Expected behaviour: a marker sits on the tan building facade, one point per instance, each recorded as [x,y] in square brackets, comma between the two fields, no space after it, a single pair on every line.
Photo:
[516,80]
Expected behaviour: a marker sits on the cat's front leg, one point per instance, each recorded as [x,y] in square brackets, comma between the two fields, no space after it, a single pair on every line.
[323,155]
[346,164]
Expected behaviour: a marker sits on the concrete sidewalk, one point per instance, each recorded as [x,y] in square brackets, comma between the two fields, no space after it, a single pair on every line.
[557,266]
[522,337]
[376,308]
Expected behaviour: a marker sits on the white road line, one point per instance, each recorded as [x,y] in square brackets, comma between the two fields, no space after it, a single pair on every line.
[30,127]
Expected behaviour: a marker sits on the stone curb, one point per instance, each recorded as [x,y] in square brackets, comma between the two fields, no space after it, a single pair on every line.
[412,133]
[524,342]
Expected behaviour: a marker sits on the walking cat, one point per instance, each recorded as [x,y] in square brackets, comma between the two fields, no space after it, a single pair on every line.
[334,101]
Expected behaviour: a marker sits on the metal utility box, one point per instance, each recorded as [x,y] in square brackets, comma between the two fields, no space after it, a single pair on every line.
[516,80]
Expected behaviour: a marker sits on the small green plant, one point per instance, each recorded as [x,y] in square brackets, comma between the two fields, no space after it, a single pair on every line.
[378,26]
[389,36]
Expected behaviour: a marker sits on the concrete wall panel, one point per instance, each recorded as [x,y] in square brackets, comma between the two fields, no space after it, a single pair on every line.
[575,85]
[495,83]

- PROMPT
Render everything in the listing from the line containing "Expected behaviour: a marker sits on the walking" down to the last line of the listing as a numbered list, omitting any blank lines.

- EXERCISE SOLUTION
1. Expected behaviour: a marker sits on the walking cat, one point per instance, each recorded as [x,y] in square brackets, comma between the two fields, no space after it, a single pair on every line.
2. [334,101]
3. Expected behaviour: a marker sits on the metal utility box, one point per instance, each recorded as [x,y] in square brackets, comma between the two fields, no space after it, a single pair on every line.
4. [516,80]
5. Expected behaviour: a marker sits on the small green plant, one point per instance, each recorded as [x,y] in square brackets, comma between the two fields, no space after it, a single pair on every line.
6. [378,26]
7. [389,36]
8. Expected behaviour: a marker sits on the concrete wall panel, one point per instance, each recorded as [x,y] in square brackets, comma between the two fields, no space after it, a single pair on every line.
9. [575,85]
10. [495,83]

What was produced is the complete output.